>>>
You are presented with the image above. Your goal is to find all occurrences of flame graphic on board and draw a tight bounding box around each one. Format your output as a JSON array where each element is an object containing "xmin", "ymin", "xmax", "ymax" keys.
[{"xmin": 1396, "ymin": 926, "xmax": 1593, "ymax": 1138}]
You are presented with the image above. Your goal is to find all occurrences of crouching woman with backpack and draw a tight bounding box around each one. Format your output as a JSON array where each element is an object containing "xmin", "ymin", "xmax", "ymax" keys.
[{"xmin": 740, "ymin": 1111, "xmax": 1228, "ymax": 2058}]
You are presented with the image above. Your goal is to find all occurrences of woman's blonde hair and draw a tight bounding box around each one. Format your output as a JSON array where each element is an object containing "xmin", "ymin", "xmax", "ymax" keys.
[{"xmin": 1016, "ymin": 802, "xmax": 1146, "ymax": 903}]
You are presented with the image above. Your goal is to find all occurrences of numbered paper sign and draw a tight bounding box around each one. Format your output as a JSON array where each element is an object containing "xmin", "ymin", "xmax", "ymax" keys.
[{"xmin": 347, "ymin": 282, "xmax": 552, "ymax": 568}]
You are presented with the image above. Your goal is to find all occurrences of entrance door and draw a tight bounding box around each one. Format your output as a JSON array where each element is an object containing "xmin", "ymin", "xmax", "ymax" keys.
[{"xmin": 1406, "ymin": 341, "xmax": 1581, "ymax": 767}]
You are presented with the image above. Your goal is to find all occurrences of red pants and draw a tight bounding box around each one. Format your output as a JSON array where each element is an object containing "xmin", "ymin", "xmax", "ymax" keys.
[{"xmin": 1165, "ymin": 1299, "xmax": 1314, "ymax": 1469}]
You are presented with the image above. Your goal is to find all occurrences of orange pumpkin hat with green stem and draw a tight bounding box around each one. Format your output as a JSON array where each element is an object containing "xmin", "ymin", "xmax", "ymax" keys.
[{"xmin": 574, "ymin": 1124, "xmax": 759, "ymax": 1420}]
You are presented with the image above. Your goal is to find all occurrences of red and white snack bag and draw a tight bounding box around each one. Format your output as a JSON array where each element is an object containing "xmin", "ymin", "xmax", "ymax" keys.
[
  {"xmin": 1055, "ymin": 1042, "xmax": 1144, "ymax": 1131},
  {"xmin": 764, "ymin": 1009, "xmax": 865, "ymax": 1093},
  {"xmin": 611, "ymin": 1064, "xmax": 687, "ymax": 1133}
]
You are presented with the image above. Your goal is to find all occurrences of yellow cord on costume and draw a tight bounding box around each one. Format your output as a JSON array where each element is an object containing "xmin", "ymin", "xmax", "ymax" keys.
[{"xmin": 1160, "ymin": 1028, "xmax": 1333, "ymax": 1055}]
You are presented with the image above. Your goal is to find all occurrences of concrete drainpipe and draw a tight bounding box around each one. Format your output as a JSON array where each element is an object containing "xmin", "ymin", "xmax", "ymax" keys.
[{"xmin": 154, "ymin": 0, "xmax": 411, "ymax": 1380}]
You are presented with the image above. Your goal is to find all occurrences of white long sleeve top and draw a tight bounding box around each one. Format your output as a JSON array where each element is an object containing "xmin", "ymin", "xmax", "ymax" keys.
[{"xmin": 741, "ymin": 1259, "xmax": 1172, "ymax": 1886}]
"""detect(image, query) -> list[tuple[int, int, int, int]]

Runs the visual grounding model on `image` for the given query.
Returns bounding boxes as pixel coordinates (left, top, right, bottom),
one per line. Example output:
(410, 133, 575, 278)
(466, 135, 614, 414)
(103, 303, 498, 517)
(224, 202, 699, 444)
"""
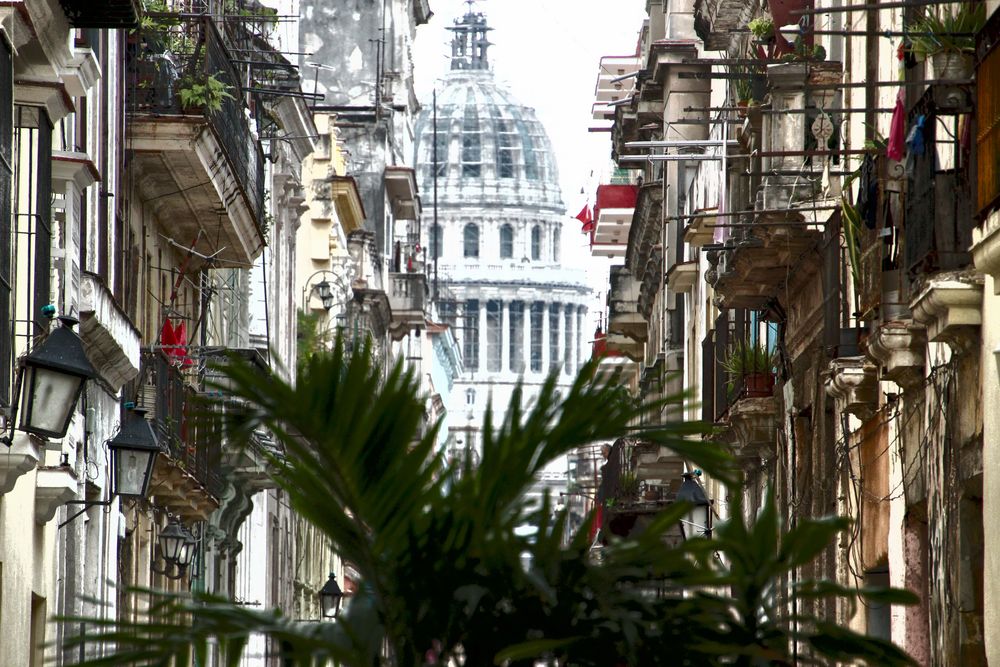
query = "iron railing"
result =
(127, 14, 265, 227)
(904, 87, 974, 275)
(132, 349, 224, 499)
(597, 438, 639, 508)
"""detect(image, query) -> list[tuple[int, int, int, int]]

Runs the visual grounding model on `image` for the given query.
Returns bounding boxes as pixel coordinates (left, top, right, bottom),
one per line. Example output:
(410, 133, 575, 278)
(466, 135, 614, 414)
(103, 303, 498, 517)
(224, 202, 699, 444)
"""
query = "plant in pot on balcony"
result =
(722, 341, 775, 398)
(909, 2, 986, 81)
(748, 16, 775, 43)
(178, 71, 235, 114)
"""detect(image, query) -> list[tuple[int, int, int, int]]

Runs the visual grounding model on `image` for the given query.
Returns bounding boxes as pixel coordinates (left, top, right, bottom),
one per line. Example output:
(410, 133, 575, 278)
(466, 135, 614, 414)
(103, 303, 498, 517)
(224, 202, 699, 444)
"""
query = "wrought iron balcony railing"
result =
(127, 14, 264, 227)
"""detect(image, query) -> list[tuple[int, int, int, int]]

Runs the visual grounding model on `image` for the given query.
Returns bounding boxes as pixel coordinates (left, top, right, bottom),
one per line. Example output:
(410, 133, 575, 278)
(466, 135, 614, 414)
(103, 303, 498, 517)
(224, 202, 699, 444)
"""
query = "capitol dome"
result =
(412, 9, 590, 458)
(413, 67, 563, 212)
<<<
**TASK REQUIREMENTS**: Pictures are to be left out; the rest of the listing should be printed exactly.

**EXERCISE OUTPUT**:
You are presented with the image above. Your goal is to find all occurrences of flame graphic on board and draw a tight bounding box around each one. Format your output as a JSON array where each element is an object containing "xmin", "ymin", "xmax", "ymax" keys.
[{"xmin": 1396, "ymin": 926, "xmax": 1593, "ymax": 1138}]
You are presented with the image above. Your goal is to find all occurrences of crouching woman with backpack and draw a tight bounding box around each one. Format your output as a JSON array where each element is an object containing "xmin", "ymin", "xmax", "ymax" keys.
[{"xmin": 740, "ymin": 1111, "xmax": 1228, "ymax": 2058}]
You are presented with the image above. Your goal is to find all occurrences of woman's blonde hair and draw a tight bounding box around each one. Format your output as a JSON array where each element is an object containing "xmin", "ymin", "xmax", "ymax" keys.
[{"xmin": 1016, "ymin": 802, "xmax": 1146, "ymax": 903}]
You are presented with the image above. Your goal is to find all occurrences of numbered paper sign and draw a tight bounding box around each one. Format your output as a JSON array where each element is an object containing "xmin", "ymin", "xmax", "ymax" keys.
[{"xmin": 347, "ymin": 282, "xmax": 552, "ymax": 568}]
You are presented with the image above. Your goal is to find all occurrences of entrance door and draw a tight bounding box around each one. Format your output as a JSON array where each element is an object containing "xmin", "ymin", "xmax", "ymax" keys.
[{"xmin": 1406, "ymin": 341, "xmax": 1581, "ymax": 767}]
You are presented with the image above. Your goal is to find all occurrences of red pants and draw a tight bounding box around each one. Format your output as a JSON array where each element is an object containing "xmin", "ymin", "xmax", "ymax" keys.
[{"xmin": 1165, "ymin": 1299, "xmax": 1314, "ymax": 1469}]
You are presented with the image above. Your goal is to find all occurrences of orange pumpkin hat with green stem and draw a tight bounding box around each one. Format your output as a JSON array where each element is an object containing "xmin", "ymin", "xmax", "ymax" keys.
[{"xmin": 574, "ymin": 1124, "xmax": 759, "ymax": 1420}]
You are presented with the image above. Your goal is to find all occurrences of red and white snack bag and draw a tight bounding box around each one. Format your output as a JSON array where each element is an object containing "xmin", "ymin", "xmax", "ymax" keys.
[
  {"xmin": 1055, "ymin": 1042, "xmax": 1144, "ymax": 1131},
  {"xmin": 764, "ymin": 1009, "xmax": 865, "ymax": 1093},
  {"xmin": 611, "ymin": 1064, "xmax": 687, "ymax": 1133}
]
You are presented with the image above. Your goal is to find all occurrences of yellow cord on costume and draw a tight bounding box around each one. Format your output as a JSON array where each element is an object containing "xmin", "ymin", "xmax", "ymax" keys.
[{"xmin": 1160, "ymin": 1028, "xmax": 1333, "ymax": 1055}]
You are presented with the image above. Your goal is to find all occurrences of concrete drainpipe and draw a tight bounding box around each one. Format your output as a JSON array where each element is an object containing "xmin", "ymin", "xmax", "ymax" keys.
[{"xmin": 154, "ymin": 0, "xmax": 411, "ymax": 1380}]
You are presented with the image above. Your goal is to find all occurrences of white long sleeve top and draw a tight bounding box around each one. Format your output as a JSON array where each element is an object containing "xmin", "ymin", "xmax", "ymax" keys.
[{"xmin": 741, "ymin": 1259, "xmax": 1172, "ymax": 1886}]
"""detect(image, query) -> list[tuple[int, int, int, int]]

Runs the visual grounding model on `image` for the given query.
Returns bounding boxes as pixel coordinates (left, top, right, bottom),
one per line. Example output:
(410, 133, 575, 278)
(466, 135, 614, 414)
(103, 303, 498, 517)
(224, 202, 699, 444)
"""
query = "iron railing"
result =
(127, 14, 265, 227)
(904, 87, 974, 275)
(132, 349, 224, 499)
(597, 438, 639, 508)
"""detect(image, query) -> list[tuple[int, int, int, int]]

Runs the visual grounding model on `image` for the given query.
Returns bounding boxes as pixel coordinates (left, top, right, bottom),
one per line. Example output:
(410, 133, 575, 278)
(466, 135, 614, 414)
(103, 303, 498, 517)
(224, 202, 699, 444)
"""
query = "plant in pot on balcony"
result =
(722, 341, 775, 398)
(909, 2, 986, 81)
(748, 16, 775, 43)
(178, 71, 235, 114)
"""detect(image, query) -> list[tuple[int, int, int, int]]

Runs the visual grounding model on `image` for the given query.
Returns bounding boxes as pixel coordinates (left, top, right, bottom),
one per line. Example output:
(410, 133, 575, 278)
(466, 135, 614, 414)
(103, 303, 498, 517)
(224, 202, 699, 444)
"""
query = "wrought iron balcony railing"
result =
(127, 14, 264, 227)
"""detect(image, query) -> list[tuple[int, int, int, int]]

Runs the visual grounding model on `image` for the given query.
Returns bounding boxes as pixel coordinates (left, top, right, bottom),
one per line. Example output:
(410, 133, 575, 278)
(466, 135, 614, 414)
(103, 303, 498, 517)
(224, 202, 699, 444)
"""
query = "capitol dome"
result =
(412, 9, 590, 458)
(413, 67, 563, 212)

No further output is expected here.